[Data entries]
— START —

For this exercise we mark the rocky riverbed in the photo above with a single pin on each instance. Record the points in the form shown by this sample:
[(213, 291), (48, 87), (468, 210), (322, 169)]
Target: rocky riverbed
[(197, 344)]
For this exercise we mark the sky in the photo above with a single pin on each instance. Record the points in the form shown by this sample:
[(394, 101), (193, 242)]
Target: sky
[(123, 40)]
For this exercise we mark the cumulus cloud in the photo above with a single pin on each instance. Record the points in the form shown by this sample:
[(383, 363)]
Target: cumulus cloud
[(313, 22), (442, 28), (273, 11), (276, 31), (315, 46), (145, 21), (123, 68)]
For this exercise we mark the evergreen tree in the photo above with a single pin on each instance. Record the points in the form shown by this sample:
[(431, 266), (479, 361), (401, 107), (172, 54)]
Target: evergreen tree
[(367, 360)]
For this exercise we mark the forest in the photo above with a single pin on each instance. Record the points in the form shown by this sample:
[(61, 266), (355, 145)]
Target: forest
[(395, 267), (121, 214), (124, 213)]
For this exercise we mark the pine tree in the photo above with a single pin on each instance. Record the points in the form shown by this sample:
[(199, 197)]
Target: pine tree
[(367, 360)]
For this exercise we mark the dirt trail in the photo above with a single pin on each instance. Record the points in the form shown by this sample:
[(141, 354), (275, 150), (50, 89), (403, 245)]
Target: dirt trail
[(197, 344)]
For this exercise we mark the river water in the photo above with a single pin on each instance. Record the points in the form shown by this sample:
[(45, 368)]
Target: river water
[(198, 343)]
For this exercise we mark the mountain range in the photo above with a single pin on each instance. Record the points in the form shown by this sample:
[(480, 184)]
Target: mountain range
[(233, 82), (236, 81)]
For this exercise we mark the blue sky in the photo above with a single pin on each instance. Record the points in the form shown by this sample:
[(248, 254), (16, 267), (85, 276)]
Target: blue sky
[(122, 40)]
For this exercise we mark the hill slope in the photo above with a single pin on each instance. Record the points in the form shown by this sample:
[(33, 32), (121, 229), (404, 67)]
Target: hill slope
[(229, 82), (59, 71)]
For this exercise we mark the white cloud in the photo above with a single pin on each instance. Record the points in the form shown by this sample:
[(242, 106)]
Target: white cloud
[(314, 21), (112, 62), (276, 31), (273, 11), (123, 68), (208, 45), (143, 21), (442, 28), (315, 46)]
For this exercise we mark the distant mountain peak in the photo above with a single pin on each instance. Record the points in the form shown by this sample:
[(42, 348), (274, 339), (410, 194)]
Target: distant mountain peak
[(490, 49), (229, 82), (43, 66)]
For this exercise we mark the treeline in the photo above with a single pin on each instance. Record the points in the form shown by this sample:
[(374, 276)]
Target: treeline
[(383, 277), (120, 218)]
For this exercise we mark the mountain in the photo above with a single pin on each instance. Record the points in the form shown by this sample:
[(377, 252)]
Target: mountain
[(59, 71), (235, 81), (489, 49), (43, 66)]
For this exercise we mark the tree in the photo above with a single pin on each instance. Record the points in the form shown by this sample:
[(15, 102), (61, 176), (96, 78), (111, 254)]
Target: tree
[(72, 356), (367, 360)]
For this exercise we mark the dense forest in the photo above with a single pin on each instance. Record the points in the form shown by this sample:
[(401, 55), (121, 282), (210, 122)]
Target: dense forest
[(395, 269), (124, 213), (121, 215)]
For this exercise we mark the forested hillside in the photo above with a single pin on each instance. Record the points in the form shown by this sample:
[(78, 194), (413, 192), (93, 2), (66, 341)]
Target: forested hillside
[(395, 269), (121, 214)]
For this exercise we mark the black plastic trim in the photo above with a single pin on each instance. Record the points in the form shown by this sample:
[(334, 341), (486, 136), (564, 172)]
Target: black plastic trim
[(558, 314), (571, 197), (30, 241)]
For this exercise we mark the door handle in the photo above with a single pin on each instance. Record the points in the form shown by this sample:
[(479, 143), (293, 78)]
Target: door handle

— END —

### DIRECTIONS FOR THIS TASK
Rewrite every line of the entries from the start through the line containing "21), (123, 68)]", shifting each coordinate in the answer point lists by -99 and leaving every other line untouched.

### RESPONSE TO THE EXERCISE
For this exercise we mark the rocky riverbed in the photo above with a single pin on each instance. Record the points in the form shown by this sample:
[(213, 291), (48, 87), (468, 210), (322, 169)]
Target: rocky riverbed
[(98, 245)]
For this exercise we mark the sky in the photo above with a single pin on each instance. Record the points in the form shown by this sample:
[(394, 101), (193, 242)]
Target: sky
[(24, -59)]
For this exercise we mark the cumulus cloud in the photo above with a single pin on each instance. Record the points in the form shown by this sample:
[(383, 363)]
Target: cumulus cloud
[(214, -77), (343, -71), (174, -88), (177, -68), (216, -53), (46, -78), (24, -31)]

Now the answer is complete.